Assignment: Go through the records and filter out every line lacking the word "brown"; copy the lines that remain.

+++ Information

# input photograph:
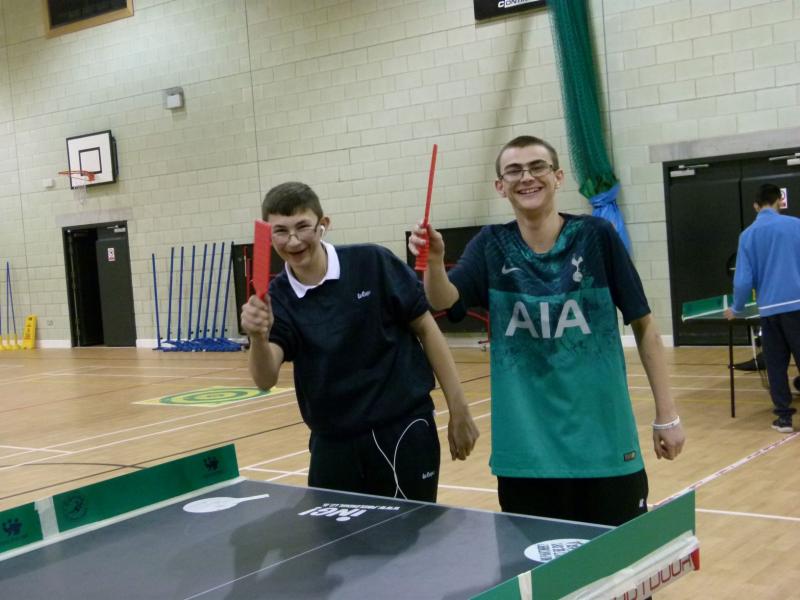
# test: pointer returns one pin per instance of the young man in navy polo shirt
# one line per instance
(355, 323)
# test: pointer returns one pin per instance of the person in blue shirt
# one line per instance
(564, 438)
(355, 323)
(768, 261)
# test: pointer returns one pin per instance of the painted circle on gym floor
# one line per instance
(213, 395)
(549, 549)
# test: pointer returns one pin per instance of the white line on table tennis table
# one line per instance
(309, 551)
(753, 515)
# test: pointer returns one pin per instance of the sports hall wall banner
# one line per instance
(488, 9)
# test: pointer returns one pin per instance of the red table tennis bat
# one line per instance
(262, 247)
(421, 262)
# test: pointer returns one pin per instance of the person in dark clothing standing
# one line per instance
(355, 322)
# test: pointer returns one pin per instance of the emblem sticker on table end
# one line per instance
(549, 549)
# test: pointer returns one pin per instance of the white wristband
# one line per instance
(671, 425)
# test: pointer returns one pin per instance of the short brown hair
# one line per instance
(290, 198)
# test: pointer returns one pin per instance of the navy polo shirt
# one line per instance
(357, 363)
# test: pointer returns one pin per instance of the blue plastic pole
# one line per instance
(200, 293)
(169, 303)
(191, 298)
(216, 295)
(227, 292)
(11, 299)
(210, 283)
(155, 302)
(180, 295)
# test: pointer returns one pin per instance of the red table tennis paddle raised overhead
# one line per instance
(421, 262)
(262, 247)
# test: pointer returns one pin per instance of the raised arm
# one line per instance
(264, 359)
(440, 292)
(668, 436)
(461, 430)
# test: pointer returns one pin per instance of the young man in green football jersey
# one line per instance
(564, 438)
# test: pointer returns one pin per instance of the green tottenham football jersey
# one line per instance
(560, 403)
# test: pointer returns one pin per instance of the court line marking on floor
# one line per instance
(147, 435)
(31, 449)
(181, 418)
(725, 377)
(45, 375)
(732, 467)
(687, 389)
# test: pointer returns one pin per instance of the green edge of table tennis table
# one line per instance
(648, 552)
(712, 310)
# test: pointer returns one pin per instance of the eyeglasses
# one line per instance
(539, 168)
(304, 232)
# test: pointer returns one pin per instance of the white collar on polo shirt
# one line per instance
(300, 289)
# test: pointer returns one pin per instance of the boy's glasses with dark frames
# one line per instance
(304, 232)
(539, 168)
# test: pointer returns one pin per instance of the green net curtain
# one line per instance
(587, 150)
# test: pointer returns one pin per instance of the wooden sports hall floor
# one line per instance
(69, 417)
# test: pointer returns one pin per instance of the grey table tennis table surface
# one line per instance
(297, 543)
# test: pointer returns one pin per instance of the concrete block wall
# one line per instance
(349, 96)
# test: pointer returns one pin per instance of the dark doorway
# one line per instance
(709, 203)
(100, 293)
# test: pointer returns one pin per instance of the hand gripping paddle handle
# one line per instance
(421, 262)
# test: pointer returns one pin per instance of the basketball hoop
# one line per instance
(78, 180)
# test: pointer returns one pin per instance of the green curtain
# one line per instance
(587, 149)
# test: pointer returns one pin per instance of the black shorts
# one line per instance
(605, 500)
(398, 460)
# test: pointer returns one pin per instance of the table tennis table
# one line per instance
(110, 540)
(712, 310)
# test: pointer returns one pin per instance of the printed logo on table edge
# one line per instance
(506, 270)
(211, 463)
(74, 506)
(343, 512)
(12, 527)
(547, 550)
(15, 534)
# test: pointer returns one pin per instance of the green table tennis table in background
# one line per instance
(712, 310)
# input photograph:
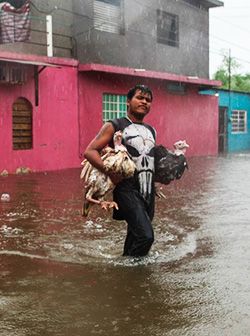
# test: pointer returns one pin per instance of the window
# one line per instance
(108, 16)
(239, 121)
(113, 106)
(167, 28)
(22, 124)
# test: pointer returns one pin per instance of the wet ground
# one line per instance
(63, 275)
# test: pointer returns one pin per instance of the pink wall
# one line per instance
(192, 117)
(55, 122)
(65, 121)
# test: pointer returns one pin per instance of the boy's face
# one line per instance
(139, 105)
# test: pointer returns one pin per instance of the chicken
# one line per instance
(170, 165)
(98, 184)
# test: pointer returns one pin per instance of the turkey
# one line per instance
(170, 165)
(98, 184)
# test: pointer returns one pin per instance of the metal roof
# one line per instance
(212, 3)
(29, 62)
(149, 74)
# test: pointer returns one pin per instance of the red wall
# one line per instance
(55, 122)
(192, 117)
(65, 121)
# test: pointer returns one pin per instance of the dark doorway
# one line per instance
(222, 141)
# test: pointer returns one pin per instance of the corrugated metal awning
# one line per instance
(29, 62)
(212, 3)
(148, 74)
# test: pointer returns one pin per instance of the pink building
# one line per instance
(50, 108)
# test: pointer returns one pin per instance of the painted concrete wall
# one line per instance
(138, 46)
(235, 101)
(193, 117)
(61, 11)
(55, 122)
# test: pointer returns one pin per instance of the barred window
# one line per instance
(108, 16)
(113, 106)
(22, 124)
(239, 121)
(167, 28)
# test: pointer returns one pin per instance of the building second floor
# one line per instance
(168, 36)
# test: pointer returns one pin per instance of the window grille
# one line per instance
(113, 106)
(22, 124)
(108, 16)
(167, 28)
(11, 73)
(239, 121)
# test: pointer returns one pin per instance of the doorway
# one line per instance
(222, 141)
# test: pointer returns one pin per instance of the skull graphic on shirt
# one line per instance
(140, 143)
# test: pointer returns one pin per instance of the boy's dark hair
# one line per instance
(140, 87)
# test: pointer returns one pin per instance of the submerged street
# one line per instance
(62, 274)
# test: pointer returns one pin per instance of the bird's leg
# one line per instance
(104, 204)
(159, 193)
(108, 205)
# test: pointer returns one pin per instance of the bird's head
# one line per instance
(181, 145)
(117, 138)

++++++
+++ Information

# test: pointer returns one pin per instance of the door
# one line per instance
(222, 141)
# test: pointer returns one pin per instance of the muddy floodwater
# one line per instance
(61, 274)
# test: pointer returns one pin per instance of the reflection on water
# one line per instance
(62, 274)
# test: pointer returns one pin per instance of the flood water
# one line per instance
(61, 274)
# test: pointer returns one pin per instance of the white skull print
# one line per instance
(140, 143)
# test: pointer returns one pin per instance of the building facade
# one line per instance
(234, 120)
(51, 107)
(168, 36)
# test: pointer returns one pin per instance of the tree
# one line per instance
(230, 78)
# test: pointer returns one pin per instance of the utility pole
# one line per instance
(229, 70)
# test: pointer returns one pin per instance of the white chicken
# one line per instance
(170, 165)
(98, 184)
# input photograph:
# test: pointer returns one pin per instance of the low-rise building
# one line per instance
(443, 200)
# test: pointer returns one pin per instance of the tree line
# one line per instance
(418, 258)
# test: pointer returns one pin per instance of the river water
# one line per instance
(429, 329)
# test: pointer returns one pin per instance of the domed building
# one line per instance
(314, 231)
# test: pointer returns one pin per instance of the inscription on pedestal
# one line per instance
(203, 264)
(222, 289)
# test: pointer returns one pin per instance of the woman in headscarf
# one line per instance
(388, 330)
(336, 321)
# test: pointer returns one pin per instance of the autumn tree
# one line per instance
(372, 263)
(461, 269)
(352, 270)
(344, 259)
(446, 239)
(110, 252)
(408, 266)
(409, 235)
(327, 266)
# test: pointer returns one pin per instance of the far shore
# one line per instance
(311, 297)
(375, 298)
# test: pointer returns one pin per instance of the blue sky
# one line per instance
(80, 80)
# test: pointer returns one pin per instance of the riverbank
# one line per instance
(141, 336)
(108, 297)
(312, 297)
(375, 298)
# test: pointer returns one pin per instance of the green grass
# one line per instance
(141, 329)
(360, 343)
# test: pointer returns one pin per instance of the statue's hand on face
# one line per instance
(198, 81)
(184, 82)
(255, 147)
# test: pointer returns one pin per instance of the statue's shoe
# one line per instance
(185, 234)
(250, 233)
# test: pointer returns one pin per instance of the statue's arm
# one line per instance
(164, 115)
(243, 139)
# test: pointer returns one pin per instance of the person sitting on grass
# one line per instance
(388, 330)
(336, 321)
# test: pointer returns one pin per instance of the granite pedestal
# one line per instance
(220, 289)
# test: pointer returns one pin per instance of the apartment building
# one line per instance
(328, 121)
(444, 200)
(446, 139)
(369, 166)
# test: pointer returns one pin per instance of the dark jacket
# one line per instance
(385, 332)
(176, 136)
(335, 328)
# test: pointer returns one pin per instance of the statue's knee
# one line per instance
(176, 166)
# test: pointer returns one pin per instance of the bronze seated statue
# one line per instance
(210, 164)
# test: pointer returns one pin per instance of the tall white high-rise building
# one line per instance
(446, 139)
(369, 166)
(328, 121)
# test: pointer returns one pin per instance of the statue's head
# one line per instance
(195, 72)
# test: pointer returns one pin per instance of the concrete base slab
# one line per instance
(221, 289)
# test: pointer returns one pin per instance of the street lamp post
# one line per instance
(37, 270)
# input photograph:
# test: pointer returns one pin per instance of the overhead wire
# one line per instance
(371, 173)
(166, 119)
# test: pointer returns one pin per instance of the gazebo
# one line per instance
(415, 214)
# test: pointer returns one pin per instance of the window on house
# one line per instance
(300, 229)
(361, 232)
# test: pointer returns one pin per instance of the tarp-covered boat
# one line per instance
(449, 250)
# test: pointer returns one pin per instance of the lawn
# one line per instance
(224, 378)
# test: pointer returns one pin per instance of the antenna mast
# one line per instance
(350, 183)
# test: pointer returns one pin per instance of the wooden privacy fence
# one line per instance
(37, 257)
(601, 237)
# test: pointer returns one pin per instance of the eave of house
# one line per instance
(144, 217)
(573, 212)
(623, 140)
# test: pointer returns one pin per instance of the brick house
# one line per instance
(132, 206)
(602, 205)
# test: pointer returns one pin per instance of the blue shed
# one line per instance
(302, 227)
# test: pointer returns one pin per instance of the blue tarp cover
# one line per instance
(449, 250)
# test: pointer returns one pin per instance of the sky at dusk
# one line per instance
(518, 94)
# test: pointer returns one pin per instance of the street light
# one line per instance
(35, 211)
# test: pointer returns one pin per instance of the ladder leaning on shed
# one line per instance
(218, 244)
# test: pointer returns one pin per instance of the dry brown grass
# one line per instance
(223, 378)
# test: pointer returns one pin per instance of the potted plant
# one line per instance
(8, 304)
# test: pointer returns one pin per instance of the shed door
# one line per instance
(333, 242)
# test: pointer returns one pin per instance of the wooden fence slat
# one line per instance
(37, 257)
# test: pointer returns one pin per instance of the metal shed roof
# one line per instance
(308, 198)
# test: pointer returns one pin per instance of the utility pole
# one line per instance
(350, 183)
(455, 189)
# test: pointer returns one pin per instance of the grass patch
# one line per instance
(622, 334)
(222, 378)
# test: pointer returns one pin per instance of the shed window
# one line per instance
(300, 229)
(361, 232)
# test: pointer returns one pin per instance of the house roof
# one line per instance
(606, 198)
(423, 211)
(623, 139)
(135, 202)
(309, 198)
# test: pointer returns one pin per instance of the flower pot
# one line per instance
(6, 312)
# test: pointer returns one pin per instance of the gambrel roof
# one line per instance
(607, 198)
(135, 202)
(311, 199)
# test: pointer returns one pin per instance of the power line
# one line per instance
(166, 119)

++++++

Result of this exercise:
# test: pointer returns one pin per instance of the short brown hair
# test: pointer returns one pin per instance of the dry brown grass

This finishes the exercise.